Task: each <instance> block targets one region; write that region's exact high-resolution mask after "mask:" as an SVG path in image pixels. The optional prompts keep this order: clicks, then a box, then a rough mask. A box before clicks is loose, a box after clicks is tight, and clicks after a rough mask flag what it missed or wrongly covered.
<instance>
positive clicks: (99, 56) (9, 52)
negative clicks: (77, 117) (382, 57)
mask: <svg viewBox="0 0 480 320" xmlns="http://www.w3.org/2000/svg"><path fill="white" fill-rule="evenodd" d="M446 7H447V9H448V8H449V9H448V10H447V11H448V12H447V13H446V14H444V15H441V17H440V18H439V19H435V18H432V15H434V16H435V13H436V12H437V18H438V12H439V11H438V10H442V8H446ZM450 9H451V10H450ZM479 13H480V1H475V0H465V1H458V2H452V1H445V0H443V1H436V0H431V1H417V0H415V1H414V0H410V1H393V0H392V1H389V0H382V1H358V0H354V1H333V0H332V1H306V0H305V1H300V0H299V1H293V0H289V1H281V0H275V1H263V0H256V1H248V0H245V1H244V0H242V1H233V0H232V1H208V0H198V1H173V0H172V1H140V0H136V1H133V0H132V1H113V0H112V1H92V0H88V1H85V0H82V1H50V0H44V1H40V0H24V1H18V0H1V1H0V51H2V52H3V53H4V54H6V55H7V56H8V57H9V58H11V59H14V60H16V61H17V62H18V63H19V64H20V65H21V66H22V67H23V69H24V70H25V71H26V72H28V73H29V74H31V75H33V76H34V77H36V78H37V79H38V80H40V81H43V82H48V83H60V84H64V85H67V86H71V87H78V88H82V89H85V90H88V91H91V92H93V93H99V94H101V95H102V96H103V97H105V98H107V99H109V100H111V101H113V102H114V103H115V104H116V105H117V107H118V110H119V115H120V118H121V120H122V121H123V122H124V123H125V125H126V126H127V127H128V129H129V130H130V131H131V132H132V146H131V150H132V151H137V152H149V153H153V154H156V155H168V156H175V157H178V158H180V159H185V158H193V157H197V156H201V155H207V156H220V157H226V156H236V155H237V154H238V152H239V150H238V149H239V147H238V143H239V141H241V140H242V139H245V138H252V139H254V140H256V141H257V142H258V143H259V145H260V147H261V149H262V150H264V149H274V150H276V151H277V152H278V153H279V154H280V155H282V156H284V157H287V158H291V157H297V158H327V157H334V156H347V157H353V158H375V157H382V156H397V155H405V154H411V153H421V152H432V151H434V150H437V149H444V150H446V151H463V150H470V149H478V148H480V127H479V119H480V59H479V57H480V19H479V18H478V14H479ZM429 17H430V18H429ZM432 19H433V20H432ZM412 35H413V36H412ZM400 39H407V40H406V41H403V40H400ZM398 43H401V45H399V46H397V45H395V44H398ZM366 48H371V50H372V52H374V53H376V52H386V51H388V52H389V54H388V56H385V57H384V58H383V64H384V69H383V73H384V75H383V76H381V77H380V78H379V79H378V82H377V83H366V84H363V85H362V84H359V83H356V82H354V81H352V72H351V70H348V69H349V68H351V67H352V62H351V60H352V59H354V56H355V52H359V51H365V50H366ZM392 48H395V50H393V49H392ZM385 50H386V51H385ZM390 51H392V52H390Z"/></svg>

---

**Exercise objective:** Write the data above out again in full, exactly.

**Exercise answer:**
Task: each <instance> block targets one region; write that region's exact high-resolution mask after "mask:" as an SVG path in image pixels. The optional prompts keep this order: clicks, then a box, then a rough mask. A box before clicks is loose, a box after clicks is tight, and clicks after a rough mask flag what it missed or wrongly covered.
<instance>
positive clicks: (99, 56) (9, 52)
negative clicks: (77, 117) (382, 57)
mask: <svg viewBox="0 0 480 320" xmlns="http://www.w3.org/2000/svg"><path fill="white" fill-rule="evenodd" d="M446 7H447V9H448V8H449V9H448V10H447V11H448V12H447V13H446V14H444V15H441V17H440V18H439V19H435V18H432V15H434V16H435V13H436V12H437V18H438V12H439V11H438V10H442V8H446ZM450 9H451V10H450ZM479 13H480V1H475V0H465V1H458V2H452V1H445V0H443V1H436V0H431V1H417V0H415V1H414V0H410V1H393V0H392V1H389V0H382V1H358V0H354V1H333V0H332V1H306V0H305V1H300V0H299V1H293V0H289V1H281V0H275V1H263V0H256V1H248V0H245V1H244V0H242V1H233V0H232V1H208V0H198V1H173V0H172V1H140V0H136V1H133V0H132V1H113V0H112V1H92V0H88V1H85V0H82V1H50V0H44V1H40V0H24V1H18V0H1V1H0V51H2V52H3V53H4V54H6V55H7V56H8V57H9V58H11V59H14V60H16V61H17V62H18V63H19V64H20V65H21V66H22V67H23V69H24V70H25V71H26V72H28V73H29V74H31V75H33V76H34V77H36V78H37V79H38V80H40V81H43V82H48V83H60V84H64V85H67V86H71V87H78V88H82V89H85V90H88V91H91V92H93V93H99V94H101V95H102V96H103V97H105V98H107V99H109V100H111V101H113V102H114V103H115V104H116V105H117V107H118V110H119V115H120V118H121V120H122V121H123V122H124V123H125V125H126V126H127V127H128V129H129V130H130V131H131V132H132V146H131V150H132V151H137V152H149V153H153V154H156V155H168V156H175V157H178V158H180V159H185V158H193V157H197V156H201V155H207V156H220V157H226V156H236V155H237V154H238V152H239V150H238V149H239V147H238V143H239V141H241V140H242V139H245V138H252V139H254V140H256V141H257V142H258V143H259V145H260V147H261V149H262V150H264V149H274V150H276V151H277V152H278V153H279V154H280V155H282V156H284V157H287V158H291V157H297V158H327V157H334V156H347V157H353V158H375V157H382V156H397V155H405V154H411V153H421V152H432V151H434V150H437V149H444V150H446V151H463V150H470V149H478V148H480V127H479V119H480V59H479V57H480V19H479V18H478V14H479ZM429 17H430V18H429ZM432 19H433V20H432ZM412 35H413V36H412ZM400 39H407V40H406V41H403V40H400ZM398 43H401V45H399V46H397V45H395V44H398ZM366 48H371V50H372V52H374V53H376V52H386V51H388V52H389V54H388V56H385V57H384V58H383V64H384V69H383V73H384V75H383V76H381V77H380V78H379V79H378V82H377V83H366V84H363V85H362V84H359V83H356V82H354V81H352V72H351V70H348V69H349V68H351V67H352V62H351V60H352V59H354V56H355V52H359V51H365V50H366ZM392 48H395V50H393V49H392ZM385 50H386V51H385ZM390 51H392V52H390Z"/></svg>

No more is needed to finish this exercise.